**Work required:**
Pull out each line of the entries below that contains the string "mark".

**Data section:**
>> BEGIN
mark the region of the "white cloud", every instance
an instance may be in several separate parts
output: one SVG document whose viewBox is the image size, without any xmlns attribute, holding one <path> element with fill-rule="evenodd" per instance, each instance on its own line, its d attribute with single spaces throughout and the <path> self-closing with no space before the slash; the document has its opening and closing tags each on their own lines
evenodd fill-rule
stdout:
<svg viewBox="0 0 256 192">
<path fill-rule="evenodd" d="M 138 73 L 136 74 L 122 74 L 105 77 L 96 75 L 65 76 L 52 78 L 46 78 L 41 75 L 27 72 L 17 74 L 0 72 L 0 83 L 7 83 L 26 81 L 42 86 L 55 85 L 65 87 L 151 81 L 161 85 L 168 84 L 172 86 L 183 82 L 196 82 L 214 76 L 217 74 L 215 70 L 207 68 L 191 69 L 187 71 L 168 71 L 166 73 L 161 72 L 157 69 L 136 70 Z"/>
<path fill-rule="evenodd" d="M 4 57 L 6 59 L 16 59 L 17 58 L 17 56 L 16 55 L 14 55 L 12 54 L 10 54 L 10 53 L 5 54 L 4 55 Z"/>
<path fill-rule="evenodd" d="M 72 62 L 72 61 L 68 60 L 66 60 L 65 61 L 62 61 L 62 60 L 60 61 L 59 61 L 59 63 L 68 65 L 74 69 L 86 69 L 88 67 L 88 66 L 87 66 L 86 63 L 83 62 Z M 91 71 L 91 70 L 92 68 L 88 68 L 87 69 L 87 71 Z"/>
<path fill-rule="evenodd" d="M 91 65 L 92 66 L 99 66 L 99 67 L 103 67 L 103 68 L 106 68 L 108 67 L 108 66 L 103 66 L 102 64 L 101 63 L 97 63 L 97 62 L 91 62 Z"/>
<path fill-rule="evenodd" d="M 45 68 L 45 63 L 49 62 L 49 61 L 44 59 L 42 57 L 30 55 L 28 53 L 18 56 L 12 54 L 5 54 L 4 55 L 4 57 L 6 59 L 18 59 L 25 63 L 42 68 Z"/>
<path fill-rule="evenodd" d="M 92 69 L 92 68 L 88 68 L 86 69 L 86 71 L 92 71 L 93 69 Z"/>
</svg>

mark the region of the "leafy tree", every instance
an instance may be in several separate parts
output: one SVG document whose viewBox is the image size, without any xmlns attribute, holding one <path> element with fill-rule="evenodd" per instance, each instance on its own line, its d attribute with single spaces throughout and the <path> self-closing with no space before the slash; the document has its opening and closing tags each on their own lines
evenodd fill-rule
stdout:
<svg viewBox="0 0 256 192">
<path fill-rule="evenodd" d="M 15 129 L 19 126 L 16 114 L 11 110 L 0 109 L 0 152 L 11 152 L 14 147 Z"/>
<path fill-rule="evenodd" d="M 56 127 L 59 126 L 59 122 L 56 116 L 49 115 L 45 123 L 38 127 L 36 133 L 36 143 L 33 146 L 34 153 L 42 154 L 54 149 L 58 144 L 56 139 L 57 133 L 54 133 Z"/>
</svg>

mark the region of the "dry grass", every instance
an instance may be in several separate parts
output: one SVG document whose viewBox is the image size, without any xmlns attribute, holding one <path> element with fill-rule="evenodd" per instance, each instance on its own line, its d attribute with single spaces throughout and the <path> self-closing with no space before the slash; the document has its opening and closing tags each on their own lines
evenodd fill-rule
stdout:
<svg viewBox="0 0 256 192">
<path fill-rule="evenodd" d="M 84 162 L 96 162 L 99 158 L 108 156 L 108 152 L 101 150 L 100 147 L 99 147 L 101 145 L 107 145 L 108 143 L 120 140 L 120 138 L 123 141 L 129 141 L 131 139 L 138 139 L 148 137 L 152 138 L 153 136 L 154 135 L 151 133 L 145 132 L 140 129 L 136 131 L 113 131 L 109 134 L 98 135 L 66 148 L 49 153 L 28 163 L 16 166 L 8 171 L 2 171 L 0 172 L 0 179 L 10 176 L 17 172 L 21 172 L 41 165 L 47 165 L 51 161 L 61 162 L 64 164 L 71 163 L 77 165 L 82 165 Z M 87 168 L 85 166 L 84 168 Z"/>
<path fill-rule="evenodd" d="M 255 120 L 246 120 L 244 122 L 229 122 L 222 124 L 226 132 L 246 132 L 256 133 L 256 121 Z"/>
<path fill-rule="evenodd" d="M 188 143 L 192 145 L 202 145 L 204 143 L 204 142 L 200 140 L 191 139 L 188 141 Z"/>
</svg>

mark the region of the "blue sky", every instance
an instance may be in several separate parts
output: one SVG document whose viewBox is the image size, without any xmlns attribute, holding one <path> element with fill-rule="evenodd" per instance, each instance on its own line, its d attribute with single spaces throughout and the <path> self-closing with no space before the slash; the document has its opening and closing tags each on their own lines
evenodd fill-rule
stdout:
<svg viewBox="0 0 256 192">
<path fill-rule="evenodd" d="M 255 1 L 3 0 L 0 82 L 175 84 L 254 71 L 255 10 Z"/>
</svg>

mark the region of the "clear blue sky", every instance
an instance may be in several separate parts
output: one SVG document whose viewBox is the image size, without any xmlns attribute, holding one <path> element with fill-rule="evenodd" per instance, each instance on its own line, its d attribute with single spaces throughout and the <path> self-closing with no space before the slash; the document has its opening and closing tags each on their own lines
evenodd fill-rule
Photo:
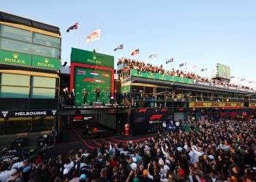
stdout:
<svg viewBox="0 0 256 182">
<path fill-rule="evenodd" d="M 78 31 L 66 30 L 79 20 L 79 48 L 99 52 L 99 41 L 87 45 L 86 37 L 101 27 L 101 53 L 113 55 L 115 65 L 123 55 L 167 70 L 187 62 L 183 70 L 197 65 L 194 72 L 211 77 L 220 63 L 230 66 L 231 75 L 256 81 L 255 0 L 0 1 L 1 11 L 59 26 L 63 63 L 69 63 L 71 47 L 78 47 Z M 121 44 L 124 50 L 114 52 Z M 132 57 L 138 48 L 140 54 Z M 158 58 L 148 60 L 154 53 Z M 166 65 L 172 58 L 174 63 Z M 200 72 L 205 67 L 208 71 Z"/>
</svg>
>> END
**Answer to the problem:**
mark the region of the "white cloud", every instance
mark the region of the "leafy tree", every instance
mark the region of the "dry grass", every instance
mark the region of the "blue sky", every instance
mark the region of the "clear blue sky", every instance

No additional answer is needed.